Reading passage.

▬▬▬

They may outwit Kasparov, but can machines ever be as smart as a three-year-old?

Learning has been at the center of the new revival of AI. But the best learners in the universe, by far, are still human children. In the last 10 years, developmental cognitive scientists, often collaborating with computer scientists, have been trying to figure out how children could possibly learn so much so quickly.

One of the fascinating things about the search for AI is that it’s been so hard to predict which parts would be easy or hard. At first, we thought that the quintessential preoccupations of the officially smart few, like playing chess or proving theorems—the corridas of nerd machismo—would prove to be hardest for computers. In fact, they turn out to be easy. Things every dummy can do like recognizing objects or picking them up are much harder. And it turns out to be much easier to simulate the reasoning of a highly trained adult expert than to mimic the ordinary learning of every baby. So where are machines catching up to three-year-olds and what kinds of learning are still way beyond their reach?

In the last 15 years we’ve discovered that even babies are amazingly good at detecting statistical patterns. And computer scientists have invented machines that are also extremely skilled at statistical learning. Techniques like "deep learning" can detect even very complicated statistical regularities in enormous data sets. The result is that computers have suddenly become able to do things that were impossible before, like labeling internet images accurately.

The trouble with this sort of purely statistical machine learning is that it depends on having enormous amounts of data, and data that is predigested by human brains. Computers can only recognize internet images because millions of real people have reduced the unbelievably complex information at their retinas to a highly stylized, constrained and simplified Instagram of their cute kitty, and have clearly labeled that image, too. The dystopian fantasy is simple fact, we’re all actually serving Googles computers, under the anesthetizing illusion that we’re just having fun with lol cats. And yet even with all that help, machines still need enormous data sets and extremely complex computations to be able to look at a new picture and say "kitty-cat!"—something every baby can do with just a few examples.

More profoundly, you can only generalize from this kind of statistical learning in a limited way, whether you’re a baby or a computer or a scientist. A more powerful way to learn is to formulate hypotheses about what the world is like and test them against the data. Tycho Brahe, the Google Scholar of his day, amalgamated an enormous data set of astronomical observations and could use them to predict star positions in the future. But Kepler’s theory allowed him to make unexpected, wide-ranging, entirely novel predictions that were well beyond Brahe’s ken. Preschoolers can do the same.

▬▬▬

Task instructions.
1/ In the passage on children and AI learning, what could Tycho Brahe use his astronomical observations to predict?
2/ Using the passage on children and AI learning, explain why computers are able to recognize internet images.

▬▬▬

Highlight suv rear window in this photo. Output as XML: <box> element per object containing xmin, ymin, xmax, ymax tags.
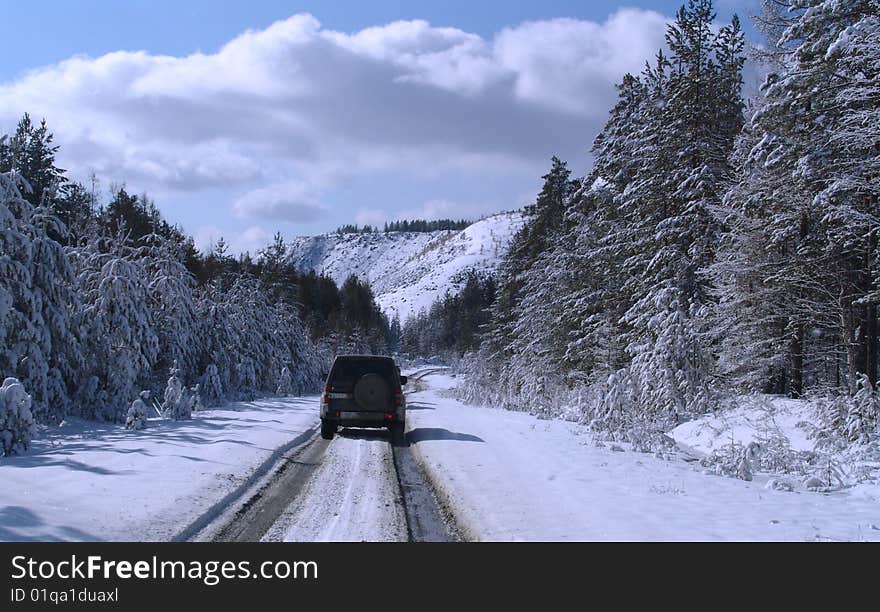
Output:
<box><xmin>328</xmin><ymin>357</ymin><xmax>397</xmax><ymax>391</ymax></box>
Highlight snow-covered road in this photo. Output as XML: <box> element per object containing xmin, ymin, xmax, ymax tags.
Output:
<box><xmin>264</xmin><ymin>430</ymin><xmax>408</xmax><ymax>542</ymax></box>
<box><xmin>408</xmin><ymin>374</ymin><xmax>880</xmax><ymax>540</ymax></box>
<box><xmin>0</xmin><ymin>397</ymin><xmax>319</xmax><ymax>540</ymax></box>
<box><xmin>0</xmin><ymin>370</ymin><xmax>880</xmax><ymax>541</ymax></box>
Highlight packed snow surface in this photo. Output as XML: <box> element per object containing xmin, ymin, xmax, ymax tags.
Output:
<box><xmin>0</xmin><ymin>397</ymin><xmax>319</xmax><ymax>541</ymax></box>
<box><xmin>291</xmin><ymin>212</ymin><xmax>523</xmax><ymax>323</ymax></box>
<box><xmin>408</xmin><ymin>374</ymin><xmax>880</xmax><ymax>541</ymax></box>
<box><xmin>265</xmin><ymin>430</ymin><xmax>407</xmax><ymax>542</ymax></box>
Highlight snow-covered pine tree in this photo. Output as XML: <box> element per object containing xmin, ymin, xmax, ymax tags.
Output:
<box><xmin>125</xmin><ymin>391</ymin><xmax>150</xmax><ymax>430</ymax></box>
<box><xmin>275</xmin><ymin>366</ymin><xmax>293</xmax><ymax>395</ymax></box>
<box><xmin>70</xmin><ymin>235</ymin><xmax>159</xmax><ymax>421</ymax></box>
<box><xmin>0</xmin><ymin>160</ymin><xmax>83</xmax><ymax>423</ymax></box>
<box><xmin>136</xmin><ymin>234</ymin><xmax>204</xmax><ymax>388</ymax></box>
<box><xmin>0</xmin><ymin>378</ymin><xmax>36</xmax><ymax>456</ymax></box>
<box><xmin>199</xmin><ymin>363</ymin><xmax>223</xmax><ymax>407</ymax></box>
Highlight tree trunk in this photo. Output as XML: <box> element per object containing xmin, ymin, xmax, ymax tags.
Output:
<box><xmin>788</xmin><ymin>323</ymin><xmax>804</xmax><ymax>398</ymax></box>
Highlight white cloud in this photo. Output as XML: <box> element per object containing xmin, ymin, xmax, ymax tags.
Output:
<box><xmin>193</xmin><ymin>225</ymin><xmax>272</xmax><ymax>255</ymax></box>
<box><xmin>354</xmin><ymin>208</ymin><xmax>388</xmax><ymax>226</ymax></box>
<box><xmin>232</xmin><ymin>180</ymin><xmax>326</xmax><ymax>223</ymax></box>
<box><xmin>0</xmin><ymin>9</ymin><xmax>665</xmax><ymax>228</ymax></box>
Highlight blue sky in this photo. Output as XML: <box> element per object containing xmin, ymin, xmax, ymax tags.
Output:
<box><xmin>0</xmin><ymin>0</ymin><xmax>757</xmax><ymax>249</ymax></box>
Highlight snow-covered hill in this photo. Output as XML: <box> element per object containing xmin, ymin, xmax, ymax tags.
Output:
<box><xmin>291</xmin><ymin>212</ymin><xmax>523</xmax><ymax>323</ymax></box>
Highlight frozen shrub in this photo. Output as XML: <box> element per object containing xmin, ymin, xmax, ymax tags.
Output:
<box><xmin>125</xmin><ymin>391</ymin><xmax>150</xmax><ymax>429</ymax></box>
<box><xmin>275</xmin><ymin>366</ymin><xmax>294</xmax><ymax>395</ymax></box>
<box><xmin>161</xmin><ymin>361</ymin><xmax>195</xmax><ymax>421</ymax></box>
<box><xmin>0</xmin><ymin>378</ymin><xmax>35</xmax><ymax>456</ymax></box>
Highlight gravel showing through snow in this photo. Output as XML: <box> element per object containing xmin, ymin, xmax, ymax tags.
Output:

▬▬▬

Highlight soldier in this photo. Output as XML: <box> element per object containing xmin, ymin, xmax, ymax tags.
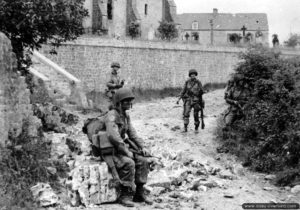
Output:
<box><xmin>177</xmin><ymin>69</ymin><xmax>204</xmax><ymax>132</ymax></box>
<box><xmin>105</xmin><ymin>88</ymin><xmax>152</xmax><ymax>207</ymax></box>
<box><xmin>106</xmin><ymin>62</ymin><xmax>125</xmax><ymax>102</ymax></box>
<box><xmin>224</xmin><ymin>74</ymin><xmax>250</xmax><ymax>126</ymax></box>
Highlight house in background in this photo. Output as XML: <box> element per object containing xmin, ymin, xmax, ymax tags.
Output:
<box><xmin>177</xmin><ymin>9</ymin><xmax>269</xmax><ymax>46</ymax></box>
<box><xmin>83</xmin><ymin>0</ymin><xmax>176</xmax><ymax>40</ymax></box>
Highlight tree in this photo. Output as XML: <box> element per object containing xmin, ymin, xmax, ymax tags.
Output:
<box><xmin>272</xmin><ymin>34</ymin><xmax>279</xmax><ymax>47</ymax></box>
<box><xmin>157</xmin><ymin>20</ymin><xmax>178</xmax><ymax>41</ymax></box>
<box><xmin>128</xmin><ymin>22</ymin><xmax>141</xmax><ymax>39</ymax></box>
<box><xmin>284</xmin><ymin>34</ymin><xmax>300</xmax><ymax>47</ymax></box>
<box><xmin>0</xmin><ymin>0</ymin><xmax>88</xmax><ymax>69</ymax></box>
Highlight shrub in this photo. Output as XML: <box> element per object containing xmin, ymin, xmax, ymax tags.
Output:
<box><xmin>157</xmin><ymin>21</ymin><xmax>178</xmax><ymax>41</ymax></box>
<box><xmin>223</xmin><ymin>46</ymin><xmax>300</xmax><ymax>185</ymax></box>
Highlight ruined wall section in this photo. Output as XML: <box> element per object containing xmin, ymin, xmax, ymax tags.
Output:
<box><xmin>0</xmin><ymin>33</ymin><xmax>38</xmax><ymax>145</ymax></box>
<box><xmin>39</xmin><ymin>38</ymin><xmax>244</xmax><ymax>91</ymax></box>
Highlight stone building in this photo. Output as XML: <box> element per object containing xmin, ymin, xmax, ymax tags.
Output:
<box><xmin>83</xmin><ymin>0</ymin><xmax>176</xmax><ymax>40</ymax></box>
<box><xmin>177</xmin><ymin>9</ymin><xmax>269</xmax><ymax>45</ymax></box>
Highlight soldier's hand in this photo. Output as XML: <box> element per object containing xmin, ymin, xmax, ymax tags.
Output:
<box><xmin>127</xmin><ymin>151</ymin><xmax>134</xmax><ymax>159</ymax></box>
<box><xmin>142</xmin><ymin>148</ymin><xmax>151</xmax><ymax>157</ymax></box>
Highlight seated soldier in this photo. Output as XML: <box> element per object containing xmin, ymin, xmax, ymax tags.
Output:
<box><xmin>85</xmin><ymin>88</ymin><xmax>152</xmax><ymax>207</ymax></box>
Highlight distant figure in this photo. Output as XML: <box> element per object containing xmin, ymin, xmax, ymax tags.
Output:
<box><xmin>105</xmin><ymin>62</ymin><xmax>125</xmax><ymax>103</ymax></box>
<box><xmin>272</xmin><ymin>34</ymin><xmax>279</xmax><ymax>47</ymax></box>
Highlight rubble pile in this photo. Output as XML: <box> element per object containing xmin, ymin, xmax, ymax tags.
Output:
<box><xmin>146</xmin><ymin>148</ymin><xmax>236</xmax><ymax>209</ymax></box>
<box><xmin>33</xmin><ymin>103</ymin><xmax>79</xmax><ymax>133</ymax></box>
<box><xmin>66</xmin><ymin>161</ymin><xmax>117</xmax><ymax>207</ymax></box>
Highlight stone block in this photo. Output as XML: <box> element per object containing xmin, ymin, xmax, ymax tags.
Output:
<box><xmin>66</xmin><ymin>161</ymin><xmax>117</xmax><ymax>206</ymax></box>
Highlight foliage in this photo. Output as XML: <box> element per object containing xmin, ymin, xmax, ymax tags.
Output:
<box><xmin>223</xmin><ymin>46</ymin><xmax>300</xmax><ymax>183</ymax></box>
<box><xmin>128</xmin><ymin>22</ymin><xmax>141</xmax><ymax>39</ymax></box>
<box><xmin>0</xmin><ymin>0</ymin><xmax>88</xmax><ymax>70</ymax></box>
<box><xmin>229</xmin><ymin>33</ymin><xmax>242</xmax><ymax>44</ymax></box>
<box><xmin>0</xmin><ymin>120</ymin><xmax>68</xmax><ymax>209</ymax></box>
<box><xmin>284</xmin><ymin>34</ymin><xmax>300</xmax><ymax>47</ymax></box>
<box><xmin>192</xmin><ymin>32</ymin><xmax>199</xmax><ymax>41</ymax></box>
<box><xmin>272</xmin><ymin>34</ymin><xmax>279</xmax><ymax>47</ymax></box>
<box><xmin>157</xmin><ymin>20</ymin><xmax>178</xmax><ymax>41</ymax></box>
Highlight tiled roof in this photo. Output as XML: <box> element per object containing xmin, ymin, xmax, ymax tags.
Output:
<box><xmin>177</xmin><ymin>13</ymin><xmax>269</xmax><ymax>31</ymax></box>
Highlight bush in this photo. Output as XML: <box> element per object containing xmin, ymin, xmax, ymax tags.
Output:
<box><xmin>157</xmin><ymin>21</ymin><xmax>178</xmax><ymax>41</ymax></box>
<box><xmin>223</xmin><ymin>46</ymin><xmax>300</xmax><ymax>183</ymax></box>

▬▬▬

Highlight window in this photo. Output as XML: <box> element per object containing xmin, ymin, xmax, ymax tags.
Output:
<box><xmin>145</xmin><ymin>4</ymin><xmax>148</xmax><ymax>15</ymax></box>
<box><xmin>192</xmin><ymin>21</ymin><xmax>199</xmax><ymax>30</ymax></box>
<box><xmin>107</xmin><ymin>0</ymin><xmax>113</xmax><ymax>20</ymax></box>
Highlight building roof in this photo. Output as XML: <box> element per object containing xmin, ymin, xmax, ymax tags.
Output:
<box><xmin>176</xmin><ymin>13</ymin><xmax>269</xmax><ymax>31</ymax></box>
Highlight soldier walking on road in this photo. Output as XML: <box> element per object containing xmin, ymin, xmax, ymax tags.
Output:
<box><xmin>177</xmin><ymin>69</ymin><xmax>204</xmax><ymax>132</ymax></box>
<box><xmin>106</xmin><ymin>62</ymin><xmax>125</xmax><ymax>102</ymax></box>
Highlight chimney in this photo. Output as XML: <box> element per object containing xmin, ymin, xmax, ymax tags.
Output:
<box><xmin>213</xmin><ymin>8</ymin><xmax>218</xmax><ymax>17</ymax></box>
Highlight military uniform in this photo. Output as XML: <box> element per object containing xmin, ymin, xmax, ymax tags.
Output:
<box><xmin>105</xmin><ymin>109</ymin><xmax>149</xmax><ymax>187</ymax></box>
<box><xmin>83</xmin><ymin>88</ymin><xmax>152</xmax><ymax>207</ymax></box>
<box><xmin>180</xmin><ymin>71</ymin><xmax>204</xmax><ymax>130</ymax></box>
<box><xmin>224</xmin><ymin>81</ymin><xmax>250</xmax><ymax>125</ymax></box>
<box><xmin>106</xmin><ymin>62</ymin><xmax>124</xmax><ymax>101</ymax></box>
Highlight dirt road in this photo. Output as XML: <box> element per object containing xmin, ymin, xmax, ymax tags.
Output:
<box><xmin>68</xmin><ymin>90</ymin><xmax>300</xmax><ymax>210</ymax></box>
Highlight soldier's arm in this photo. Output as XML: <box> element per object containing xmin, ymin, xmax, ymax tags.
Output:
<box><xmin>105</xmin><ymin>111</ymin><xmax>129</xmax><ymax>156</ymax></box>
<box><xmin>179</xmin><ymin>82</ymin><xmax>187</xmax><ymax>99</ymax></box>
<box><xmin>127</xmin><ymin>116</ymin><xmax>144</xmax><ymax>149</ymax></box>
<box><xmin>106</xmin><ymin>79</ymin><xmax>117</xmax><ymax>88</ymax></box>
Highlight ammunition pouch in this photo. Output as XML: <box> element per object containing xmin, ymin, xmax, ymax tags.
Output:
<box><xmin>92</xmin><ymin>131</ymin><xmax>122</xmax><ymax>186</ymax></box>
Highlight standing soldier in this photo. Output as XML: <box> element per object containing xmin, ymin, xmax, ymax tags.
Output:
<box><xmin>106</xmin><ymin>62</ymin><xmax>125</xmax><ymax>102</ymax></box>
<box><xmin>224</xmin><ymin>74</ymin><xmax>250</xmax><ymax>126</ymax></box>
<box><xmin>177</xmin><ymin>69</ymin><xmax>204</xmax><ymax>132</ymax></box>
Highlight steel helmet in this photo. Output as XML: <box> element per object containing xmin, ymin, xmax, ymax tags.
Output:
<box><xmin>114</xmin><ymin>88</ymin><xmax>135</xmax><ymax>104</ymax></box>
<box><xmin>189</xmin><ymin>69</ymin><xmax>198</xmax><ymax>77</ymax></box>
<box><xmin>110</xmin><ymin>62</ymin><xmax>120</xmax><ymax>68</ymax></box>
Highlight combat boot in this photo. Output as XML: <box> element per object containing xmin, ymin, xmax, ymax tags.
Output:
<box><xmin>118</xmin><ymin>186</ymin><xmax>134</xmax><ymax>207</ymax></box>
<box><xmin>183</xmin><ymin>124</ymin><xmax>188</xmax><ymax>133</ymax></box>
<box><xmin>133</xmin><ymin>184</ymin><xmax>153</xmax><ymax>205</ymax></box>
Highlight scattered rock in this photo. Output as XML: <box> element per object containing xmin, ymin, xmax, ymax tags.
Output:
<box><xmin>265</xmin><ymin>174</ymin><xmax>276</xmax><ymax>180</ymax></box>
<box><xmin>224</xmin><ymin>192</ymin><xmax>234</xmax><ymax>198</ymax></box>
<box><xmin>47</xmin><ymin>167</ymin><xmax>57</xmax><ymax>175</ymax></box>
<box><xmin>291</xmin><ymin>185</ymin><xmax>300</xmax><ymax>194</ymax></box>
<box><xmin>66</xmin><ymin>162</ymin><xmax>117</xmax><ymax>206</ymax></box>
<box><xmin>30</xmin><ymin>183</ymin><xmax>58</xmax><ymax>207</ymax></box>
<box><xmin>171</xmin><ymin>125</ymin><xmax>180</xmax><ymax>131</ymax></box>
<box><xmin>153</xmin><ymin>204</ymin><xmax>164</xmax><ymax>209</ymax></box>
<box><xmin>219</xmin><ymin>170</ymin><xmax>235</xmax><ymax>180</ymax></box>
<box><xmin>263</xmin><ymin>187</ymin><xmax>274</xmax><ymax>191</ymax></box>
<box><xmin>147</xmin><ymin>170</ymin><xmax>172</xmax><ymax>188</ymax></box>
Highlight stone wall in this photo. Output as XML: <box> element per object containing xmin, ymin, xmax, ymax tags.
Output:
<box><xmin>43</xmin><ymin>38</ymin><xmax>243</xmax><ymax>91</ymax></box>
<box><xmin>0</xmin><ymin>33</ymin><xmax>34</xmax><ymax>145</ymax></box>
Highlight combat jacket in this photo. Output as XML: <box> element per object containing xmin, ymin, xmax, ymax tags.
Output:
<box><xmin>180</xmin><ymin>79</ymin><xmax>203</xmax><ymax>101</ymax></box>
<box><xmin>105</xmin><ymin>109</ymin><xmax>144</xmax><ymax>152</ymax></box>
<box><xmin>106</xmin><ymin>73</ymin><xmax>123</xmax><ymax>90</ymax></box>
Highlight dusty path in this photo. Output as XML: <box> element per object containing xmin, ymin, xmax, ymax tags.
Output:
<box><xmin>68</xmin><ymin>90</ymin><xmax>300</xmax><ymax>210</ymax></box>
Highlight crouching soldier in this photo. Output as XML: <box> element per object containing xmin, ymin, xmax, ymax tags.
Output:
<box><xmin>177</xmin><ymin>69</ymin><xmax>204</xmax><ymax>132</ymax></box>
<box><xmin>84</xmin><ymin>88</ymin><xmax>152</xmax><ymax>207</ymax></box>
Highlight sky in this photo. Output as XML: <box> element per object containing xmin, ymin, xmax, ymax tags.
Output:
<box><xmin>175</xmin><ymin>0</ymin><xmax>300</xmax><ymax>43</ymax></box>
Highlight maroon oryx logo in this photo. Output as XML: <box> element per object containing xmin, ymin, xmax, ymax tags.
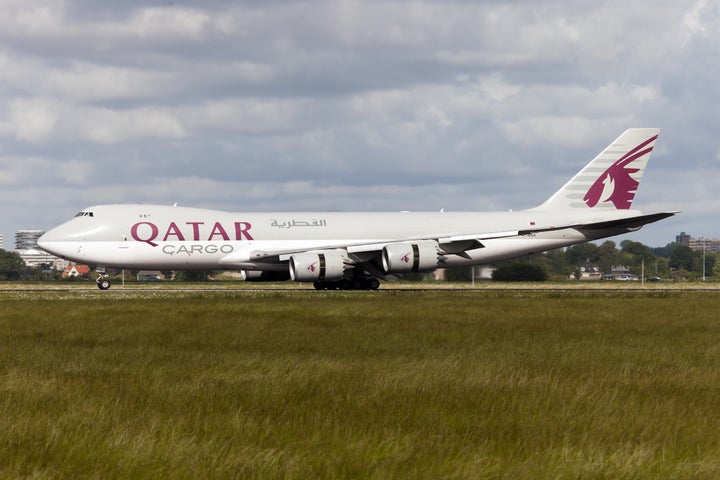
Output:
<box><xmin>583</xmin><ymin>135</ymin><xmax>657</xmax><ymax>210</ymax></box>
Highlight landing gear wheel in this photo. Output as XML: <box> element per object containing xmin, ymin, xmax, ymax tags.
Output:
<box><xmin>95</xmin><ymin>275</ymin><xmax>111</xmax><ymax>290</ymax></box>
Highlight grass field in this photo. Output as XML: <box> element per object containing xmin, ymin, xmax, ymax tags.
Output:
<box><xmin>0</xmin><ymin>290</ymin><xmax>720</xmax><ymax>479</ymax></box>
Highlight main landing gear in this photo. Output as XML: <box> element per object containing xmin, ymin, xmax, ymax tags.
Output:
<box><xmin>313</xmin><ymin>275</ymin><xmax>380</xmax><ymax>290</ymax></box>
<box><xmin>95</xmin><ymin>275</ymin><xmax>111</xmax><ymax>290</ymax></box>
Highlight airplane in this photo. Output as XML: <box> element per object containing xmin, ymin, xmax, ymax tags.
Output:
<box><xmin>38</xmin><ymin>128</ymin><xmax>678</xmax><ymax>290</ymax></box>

▬▬▬

Answers by item.
1/ Star positions in the future.

2/ Millions of real people have reduced the complex information at their retinas to highly stylized, constrained and simplified images, such as an Instagram of their cat, and have clearly labeled those images. That human-predigested, labeled data is what lets the machines learn to recognize pictures.